**TEXT UNDER STUDY**
◇ ◇ ◇ ◇ ◇ ◇ ◇
You Can Skip: The calamari can be touch-and-go, depending on how long it seems to have sat on a cart. The dessert selection can be disappointing if you come later in the day.
Overall: No dim sum is perfect, but Mekong Palace Restaurant offers one of the buzziest and best services on the east side.
The Vibe: Large, noisy, and full of happy-looking families on the weekend, Phoenix Palace delivers a nice mix of chaos and comfort. Don’t be turned off by the long lines — the restaurant has developed a streamlined seating system, and it’s rare that you’ll have to wait more than a few minutes for a table to open up. The dining room is airy and spacious, decorated with artificial greenery. It’s a little dated, but you’ll come for the food. The restaurant is located in the same Chandler strip mall that’s home to Lee-Lee’s International Market, so you can do a little shopping and restock your pantry after brunch.
Be Sure to Try: The calamari — it’s gorgeously puffy, crisp, and well-seasoned. Lo pak gou, radish cake mottled with nubs of sausage, is lightly fried and ultra-savory. Don’t pass up dim sum staples like aromatic shrimp-stuffed eggplant; plates of tender, melty steamed beef tripe; shrimp balls; or the plate of crispy, fried pork belly, which is reason enough to get up early on a Saturday.
If you start to develop a stomachache at any point during dim sum, a bowl of the silky congee is almost always the cure. Phoenix Palace also has one of the best dim sum dessert carts in metro Phoenix, weighed down with sesame balls, coconut buns, mango custard buns, and, of course, egg tarts. If you want to pack away some dim sum for later, Phoenix Palace has a takeout counter where you can order dim sum dishes to go, along with duck, barbecue, and pastries.
You Can Skip: Potstickers were beautifully browned and crispy on a recent visit, but surprisingly bland.
◇ ◇ ◇ ◇ ◇ ◇ ◇
**WHAT TO DO**
A - Extract from the dim sum review the passage starting with "Be Sure to Try: The" and going on through "on a Saturday.".
B - Name every item the dim sum review lists on the Phoenix Palace dessert cart.
None of the records are needed.

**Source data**
◇ ◇ ◇ ◇ ◇ ◇ ◇
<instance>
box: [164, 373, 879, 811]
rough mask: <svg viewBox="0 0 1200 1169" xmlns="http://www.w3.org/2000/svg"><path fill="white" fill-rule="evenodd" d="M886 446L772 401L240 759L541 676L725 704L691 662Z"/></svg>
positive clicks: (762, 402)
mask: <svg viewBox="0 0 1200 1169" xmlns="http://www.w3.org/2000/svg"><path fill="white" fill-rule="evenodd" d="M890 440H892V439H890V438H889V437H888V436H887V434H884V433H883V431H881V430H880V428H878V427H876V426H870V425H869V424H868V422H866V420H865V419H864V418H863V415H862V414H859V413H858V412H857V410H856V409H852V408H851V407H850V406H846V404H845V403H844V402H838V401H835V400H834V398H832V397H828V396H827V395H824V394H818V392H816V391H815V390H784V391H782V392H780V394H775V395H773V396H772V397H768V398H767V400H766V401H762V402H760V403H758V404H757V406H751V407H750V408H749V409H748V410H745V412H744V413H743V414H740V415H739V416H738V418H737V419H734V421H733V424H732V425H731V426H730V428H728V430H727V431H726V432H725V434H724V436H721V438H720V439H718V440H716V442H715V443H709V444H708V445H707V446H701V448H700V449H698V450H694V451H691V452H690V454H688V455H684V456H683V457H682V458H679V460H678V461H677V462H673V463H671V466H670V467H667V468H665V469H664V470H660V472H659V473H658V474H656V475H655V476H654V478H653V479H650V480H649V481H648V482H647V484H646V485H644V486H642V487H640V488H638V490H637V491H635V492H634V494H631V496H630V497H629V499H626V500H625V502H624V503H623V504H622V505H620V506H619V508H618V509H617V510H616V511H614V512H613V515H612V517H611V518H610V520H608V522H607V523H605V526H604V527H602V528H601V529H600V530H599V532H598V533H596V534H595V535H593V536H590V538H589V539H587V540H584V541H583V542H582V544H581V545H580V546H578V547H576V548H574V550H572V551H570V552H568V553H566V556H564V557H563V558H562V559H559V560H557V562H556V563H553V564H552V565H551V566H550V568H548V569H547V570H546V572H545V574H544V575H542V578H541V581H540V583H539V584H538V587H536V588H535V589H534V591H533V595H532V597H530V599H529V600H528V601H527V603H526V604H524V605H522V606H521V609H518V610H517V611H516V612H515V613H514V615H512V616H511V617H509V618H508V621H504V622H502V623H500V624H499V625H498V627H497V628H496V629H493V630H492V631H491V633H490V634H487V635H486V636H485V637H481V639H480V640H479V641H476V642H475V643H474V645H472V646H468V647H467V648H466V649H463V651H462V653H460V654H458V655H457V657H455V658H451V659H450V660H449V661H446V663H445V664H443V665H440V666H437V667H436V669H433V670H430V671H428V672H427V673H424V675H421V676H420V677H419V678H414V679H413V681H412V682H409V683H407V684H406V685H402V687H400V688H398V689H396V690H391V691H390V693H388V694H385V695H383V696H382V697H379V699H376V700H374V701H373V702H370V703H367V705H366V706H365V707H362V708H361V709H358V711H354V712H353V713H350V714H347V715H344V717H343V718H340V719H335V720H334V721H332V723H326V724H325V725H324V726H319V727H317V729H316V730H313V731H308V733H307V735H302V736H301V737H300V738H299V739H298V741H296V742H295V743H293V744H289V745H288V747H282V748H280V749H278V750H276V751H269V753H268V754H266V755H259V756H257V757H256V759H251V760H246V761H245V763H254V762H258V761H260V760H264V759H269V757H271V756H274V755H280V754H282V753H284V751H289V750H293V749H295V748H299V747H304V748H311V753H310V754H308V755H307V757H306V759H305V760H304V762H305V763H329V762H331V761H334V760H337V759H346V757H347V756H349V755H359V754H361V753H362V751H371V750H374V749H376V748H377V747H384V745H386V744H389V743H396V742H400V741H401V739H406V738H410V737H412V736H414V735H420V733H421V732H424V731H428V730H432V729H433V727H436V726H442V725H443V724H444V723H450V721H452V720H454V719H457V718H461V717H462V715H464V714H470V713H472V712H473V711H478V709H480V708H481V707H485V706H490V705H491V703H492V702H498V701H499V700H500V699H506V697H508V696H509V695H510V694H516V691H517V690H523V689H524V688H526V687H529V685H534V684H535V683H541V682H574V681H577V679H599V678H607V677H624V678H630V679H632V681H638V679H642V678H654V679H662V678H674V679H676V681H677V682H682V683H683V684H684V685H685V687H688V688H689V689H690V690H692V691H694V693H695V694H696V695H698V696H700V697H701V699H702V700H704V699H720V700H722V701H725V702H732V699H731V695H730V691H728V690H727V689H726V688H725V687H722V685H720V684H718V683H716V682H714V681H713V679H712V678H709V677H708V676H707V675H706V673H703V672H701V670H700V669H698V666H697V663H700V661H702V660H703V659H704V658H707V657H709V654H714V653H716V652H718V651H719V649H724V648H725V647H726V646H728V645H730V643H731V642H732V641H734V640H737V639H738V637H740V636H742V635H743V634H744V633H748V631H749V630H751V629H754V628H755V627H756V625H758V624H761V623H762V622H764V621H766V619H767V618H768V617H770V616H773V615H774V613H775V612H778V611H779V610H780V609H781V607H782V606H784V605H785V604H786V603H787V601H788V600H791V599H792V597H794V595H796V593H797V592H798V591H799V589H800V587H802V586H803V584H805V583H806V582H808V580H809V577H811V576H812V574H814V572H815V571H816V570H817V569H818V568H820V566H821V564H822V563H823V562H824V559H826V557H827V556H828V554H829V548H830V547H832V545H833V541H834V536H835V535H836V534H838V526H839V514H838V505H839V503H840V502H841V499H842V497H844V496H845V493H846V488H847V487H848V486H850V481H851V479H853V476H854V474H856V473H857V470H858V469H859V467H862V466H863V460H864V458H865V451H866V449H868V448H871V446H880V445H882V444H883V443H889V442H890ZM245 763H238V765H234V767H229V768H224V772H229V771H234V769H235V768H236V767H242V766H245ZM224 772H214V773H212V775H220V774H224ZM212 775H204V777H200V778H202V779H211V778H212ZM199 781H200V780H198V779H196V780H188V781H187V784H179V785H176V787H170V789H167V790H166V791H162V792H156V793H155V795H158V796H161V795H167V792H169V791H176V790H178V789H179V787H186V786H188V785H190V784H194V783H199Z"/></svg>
◇ ◇ ◇ ◇ ◇ ◇ ◇
**RESULTS IN ORDER**
A -
Be Sure to Try: The calamari — it’s gorgeously puffy, crisp, and well-seasoned. Lo pak gou, radish cake mottled with nubs of sausage, is lightly fried and ultra-savory. Don’t pass up dim sum staples like aromatic shrimp-stuffed eggplant; plates of tender, melty steamed beef tripe; shrimp balls; or the plate of crispy, fried pork belly, which is reason enough to get up early on a Saturday.

B - Sesame balls, coconut buns, mango custard buns, egg tarts